## Task data:
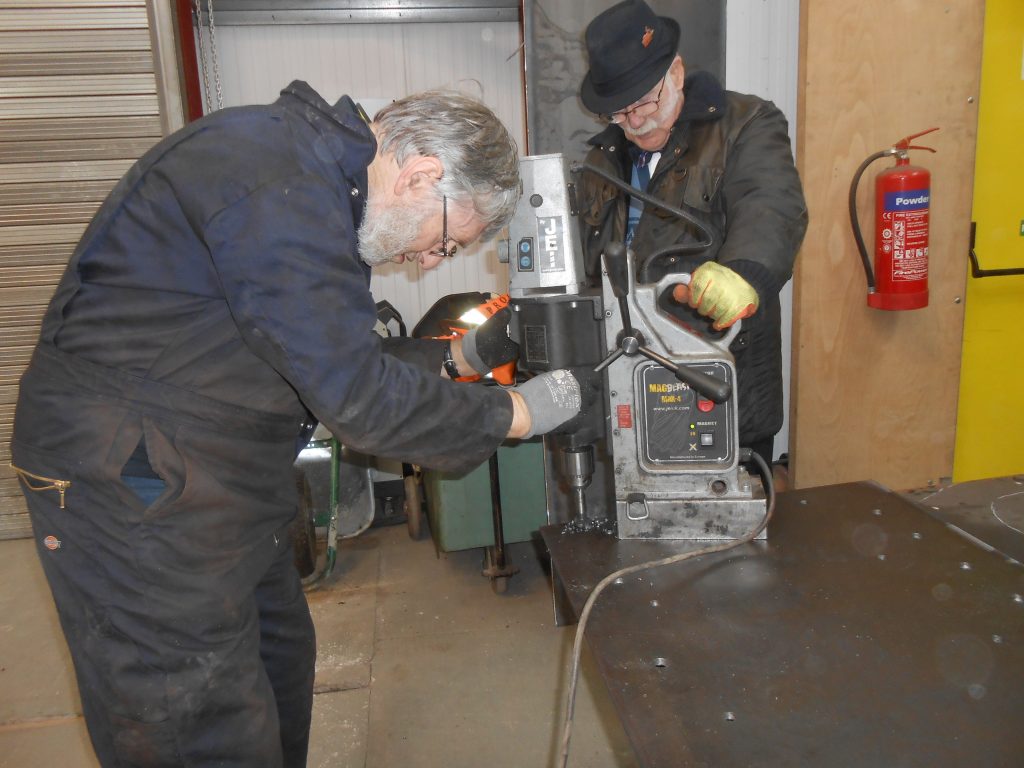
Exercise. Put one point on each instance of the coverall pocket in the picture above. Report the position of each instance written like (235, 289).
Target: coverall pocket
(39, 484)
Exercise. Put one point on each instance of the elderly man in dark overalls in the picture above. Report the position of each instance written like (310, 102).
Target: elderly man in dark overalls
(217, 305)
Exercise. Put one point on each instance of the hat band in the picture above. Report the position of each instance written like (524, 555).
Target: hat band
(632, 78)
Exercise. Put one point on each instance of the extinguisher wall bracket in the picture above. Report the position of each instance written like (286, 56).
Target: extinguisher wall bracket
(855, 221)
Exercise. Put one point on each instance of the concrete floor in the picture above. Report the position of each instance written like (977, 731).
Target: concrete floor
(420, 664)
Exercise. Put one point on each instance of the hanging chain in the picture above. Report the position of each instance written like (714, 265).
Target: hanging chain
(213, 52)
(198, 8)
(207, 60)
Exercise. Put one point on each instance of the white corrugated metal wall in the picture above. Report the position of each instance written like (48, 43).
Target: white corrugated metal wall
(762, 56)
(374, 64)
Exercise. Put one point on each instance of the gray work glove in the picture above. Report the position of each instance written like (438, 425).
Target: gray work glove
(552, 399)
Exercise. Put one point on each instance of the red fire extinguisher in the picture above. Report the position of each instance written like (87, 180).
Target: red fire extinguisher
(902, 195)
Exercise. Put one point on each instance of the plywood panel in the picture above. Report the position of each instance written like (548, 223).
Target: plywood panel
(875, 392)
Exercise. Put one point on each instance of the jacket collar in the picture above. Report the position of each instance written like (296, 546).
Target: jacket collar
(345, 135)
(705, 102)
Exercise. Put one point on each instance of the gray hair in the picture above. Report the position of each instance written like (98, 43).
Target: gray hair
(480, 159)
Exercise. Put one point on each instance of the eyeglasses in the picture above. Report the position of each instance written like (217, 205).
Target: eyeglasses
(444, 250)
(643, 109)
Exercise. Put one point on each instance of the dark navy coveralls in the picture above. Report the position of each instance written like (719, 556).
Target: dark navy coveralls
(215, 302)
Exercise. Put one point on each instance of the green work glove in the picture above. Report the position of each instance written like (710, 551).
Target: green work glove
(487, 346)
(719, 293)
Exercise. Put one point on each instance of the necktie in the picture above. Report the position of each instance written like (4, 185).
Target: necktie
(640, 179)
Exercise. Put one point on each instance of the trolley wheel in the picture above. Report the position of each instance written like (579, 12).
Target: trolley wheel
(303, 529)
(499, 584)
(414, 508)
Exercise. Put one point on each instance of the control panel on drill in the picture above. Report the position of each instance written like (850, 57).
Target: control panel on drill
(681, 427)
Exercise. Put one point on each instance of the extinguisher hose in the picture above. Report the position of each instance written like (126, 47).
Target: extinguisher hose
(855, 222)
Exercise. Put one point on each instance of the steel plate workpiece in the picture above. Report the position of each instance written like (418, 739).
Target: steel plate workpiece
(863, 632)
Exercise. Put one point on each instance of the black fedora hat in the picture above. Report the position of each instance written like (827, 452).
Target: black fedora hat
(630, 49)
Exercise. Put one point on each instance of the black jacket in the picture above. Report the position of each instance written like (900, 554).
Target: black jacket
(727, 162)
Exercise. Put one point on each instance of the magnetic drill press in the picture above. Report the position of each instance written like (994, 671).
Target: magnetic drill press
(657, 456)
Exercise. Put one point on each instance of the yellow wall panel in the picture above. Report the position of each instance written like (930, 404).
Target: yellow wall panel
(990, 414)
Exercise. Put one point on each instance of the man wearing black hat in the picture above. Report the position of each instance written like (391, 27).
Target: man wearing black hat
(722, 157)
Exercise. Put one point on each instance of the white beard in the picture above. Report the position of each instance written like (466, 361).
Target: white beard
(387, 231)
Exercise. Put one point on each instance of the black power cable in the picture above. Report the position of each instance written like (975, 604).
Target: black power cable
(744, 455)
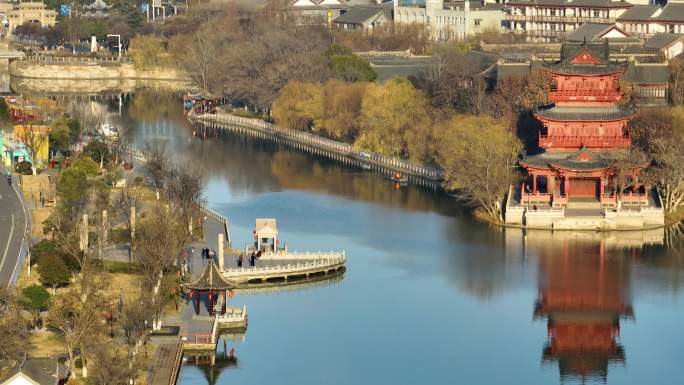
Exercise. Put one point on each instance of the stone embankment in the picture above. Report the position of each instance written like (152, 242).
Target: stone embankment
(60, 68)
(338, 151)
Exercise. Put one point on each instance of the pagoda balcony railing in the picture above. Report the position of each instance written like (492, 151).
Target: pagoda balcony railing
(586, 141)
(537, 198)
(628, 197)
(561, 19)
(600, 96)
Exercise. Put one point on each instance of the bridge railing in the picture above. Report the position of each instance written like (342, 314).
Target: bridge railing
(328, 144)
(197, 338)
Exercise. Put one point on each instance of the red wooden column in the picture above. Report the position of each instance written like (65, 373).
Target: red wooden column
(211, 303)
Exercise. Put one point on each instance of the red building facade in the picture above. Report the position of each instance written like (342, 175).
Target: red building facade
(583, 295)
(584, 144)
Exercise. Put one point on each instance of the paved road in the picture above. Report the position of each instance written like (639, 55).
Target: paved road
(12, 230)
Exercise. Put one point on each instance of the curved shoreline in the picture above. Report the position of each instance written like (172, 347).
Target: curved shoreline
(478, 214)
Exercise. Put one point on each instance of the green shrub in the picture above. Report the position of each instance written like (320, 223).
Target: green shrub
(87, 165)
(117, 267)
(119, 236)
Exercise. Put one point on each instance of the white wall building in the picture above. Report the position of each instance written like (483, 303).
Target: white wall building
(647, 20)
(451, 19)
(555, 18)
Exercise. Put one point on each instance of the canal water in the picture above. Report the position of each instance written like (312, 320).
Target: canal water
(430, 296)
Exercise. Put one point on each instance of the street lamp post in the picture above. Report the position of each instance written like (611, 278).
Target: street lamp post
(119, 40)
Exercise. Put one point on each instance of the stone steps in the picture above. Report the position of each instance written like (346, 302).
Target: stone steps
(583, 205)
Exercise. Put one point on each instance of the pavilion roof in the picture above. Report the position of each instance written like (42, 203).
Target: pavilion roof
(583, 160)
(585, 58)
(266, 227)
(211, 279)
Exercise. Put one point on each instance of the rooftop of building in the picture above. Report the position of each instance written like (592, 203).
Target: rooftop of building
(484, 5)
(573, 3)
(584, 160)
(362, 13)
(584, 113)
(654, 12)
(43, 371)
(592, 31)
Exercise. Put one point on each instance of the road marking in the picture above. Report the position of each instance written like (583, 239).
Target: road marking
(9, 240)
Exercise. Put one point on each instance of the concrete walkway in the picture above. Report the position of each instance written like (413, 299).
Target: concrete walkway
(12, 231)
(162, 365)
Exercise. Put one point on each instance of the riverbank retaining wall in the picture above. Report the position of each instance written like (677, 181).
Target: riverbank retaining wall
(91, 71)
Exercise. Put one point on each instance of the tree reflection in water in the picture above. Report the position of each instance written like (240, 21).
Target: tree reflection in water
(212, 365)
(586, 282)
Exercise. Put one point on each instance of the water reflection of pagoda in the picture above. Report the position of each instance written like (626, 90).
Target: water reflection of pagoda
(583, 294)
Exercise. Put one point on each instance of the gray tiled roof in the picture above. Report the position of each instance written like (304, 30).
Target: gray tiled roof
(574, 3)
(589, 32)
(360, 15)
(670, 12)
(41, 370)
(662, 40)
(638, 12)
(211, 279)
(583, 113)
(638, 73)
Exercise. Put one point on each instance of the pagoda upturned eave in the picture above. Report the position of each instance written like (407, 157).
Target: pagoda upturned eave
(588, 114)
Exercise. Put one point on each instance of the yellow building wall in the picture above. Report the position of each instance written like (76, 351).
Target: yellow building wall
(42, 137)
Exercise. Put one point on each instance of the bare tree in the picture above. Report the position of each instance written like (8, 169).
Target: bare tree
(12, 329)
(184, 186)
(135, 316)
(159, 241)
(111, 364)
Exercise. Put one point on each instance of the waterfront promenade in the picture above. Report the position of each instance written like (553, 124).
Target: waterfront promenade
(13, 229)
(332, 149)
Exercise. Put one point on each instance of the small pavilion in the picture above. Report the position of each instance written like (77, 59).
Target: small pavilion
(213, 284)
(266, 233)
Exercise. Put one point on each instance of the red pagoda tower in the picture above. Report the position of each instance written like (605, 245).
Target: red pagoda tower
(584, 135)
--
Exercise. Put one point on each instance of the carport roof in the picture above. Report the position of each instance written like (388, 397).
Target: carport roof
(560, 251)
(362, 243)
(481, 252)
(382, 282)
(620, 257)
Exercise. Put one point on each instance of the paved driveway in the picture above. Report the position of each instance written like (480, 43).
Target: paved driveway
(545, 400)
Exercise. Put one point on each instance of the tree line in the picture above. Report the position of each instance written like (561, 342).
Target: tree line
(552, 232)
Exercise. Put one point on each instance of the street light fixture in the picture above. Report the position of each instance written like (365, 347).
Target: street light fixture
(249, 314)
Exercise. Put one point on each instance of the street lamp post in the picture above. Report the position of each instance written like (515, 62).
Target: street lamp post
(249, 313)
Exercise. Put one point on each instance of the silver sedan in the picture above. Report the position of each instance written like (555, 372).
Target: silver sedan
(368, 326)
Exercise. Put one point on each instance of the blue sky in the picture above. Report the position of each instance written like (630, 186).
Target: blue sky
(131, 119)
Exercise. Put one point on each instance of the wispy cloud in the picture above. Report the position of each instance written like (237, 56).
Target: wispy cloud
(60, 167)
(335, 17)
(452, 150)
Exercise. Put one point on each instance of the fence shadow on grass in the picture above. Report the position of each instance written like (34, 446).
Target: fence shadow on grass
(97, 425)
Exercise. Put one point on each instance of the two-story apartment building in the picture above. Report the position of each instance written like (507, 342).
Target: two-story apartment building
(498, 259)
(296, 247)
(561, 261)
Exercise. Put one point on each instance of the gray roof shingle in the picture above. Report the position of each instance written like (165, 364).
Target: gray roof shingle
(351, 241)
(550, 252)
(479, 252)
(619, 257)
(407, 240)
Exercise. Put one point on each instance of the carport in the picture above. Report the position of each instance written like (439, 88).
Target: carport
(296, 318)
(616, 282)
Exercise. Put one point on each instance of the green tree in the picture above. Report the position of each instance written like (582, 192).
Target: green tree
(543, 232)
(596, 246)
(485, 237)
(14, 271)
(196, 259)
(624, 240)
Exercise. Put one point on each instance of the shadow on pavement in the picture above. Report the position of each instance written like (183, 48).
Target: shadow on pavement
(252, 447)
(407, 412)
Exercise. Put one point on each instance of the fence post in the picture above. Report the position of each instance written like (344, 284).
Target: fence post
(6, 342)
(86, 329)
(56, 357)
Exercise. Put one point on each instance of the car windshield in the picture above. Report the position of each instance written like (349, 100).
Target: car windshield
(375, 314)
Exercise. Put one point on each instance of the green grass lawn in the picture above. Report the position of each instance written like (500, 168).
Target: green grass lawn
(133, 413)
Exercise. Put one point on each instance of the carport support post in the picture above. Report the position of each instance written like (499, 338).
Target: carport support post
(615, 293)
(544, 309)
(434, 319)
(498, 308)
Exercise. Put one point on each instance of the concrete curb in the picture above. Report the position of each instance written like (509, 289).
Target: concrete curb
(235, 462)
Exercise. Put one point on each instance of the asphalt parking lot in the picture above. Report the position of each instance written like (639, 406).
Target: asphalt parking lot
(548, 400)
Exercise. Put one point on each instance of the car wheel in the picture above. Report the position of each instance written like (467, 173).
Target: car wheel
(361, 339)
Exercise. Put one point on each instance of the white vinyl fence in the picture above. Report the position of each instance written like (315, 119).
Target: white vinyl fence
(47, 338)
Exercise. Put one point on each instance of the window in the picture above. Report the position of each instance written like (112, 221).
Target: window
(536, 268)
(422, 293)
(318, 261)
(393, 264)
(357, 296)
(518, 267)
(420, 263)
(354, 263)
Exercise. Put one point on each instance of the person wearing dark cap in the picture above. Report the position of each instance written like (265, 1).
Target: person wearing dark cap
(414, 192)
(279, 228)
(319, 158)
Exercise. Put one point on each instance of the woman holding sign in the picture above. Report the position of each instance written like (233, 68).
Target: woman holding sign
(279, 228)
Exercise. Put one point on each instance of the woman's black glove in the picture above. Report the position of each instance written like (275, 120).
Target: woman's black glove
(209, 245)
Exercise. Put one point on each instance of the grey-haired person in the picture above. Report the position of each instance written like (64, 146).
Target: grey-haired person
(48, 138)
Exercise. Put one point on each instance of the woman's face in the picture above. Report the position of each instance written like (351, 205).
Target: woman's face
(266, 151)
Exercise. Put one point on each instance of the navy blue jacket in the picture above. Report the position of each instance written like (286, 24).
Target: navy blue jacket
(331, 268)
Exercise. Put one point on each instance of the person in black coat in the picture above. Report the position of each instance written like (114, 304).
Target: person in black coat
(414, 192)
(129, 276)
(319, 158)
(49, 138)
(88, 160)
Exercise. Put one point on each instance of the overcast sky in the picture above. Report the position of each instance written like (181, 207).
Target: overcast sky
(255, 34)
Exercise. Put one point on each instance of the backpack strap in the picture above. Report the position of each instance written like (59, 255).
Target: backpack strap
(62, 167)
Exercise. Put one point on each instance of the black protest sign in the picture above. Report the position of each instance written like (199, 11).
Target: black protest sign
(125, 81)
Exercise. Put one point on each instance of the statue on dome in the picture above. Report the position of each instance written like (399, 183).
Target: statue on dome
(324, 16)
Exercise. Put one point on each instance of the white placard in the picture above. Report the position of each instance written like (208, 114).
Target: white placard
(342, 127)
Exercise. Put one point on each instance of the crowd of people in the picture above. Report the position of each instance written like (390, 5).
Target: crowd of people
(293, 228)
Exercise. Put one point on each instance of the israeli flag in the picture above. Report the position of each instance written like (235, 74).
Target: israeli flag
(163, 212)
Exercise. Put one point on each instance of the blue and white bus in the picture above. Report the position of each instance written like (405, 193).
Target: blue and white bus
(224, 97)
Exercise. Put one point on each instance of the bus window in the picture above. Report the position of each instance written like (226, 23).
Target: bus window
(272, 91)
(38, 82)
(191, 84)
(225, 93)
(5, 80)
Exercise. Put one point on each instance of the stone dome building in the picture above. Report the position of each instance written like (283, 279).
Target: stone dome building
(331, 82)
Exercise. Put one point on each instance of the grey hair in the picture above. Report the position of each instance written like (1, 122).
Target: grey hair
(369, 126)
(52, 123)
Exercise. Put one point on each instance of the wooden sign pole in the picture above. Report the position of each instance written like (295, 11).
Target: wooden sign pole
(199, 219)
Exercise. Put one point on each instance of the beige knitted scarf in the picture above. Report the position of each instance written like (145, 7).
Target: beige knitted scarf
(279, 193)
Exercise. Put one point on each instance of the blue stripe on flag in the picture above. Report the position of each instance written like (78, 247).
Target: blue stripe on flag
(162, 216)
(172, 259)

## What you are asked to do:
Extract from the entries above every line that contains the string "column", treating uppercase and lowercase letters as distinct.

## Answer to this exercise:
Exercise. Put one point on each instance of the red wooden column in the picture above. Report the position of each instance written like (65, 373).
Target: red wooden column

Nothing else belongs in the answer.